[Image-grounded pointing data]

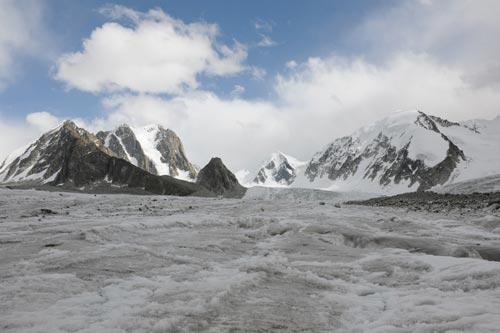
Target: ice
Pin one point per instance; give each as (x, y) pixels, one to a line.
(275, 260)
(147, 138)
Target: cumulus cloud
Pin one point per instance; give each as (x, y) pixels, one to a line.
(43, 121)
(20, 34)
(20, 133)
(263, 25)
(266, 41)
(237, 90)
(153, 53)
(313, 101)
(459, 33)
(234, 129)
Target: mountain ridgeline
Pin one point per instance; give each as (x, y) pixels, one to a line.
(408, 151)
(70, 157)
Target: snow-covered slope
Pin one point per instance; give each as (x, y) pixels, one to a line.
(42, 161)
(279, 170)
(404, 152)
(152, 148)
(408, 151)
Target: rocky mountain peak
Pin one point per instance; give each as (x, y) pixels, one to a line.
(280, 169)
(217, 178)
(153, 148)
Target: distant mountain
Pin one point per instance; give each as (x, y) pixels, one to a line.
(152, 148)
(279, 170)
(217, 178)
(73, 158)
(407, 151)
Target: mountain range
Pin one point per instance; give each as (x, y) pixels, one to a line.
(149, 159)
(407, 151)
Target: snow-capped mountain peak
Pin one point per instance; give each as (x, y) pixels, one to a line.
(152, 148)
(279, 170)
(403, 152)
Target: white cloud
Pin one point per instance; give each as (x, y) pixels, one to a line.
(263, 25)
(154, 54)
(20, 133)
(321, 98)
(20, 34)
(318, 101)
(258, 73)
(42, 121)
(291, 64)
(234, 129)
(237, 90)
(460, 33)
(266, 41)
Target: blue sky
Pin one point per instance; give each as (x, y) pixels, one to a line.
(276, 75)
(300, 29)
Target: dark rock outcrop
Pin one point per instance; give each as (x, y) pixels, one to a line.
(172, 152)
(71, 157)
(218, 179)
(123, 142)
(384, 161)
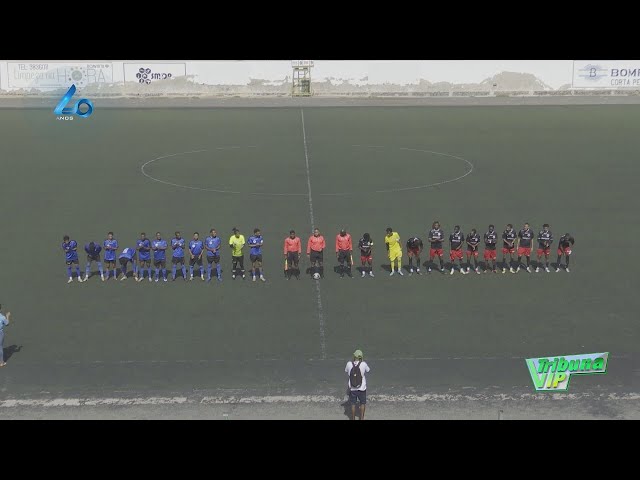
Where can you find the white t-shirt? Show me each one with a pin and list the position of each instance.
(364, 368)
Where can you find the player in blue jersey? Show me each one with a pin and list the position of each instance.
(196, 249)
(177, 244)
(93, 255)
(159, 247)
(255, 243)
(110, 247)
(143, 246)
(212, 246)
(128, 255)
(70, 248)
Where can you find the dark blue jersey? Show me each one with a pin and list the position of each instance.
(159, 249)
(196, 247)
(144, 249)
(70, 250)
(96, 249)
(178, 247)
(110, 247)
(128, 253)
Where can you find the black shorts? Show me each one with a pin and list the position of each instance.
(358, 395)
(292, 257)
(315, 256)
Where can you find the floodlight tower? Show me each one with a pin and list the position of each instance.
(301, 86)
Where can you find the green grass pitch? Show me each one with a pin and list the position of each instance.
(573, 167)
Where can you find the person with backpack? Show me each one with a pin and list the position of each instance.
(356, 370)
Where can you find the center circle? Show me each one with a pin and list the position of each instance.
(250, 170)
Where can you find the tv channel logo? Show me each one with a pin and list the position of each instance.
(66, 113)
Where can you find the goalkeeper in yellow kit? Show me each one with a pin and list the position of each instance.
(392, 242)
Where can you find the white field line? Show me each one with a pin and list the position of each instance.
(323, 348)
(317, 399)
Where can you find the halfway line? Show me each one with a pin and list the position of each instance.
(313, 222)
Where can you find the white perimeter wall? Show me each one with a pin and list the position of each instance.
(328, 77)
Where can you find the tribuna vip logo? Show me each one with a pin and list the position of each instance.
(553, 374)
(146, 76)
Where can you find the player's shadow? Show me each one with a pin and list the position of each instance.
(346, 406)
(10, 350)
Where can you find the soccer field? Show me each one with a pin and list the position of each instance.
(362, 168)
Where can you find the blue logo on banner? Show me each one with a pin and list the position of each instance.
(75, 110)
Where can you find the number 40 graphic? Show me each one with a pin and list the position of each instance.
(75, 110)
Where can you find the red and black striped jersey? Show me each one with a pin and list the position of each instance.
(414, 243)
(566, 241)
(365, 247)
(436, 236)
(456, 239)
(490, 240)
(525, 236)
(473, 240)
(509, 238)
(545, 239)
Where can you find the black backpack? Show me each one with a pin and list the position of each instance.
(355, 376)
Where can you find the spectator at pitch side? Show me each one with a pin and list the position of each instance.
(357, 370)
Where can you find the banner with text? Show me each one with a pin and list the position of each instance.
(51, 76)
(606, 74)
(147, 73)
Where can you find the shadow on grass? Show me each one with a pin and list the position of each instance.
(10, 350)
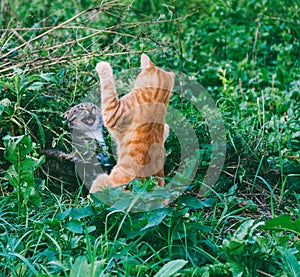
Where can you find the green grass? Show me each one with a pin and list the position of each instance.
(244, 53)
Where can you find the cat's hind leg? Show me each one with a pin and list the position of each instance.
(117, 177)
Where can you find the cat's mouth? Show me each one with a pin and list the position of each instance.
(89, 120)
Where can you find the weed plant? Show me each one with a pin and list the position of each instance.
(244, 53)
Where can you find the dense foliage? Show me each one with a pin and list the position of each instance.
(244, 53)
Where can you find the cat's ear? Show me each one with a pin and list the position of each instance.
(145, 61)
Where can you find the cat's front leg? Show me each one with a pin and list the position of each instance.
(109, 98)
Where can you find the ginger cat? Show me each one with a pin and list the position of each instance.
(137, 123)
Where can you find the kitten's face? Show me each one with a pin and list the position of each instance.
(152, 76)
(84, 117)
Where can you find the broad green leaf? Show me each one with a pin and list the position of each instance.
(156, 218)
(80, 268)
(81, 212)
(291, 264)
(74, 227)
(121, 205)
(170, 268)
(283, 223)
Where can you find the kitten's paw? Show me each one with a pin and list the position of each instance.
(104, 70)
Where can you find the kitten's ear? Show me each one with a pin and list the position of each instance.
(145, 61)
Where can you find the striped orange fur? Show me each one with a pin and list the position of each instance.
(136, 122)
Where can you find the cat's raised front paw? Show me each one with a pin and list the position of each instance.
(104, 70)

▶ Exercise
Copy out all lines from the records where the word "snow" appears.

▶ Solution for this problem
Target: snow-covered slope
Target: snow-capped mountain peak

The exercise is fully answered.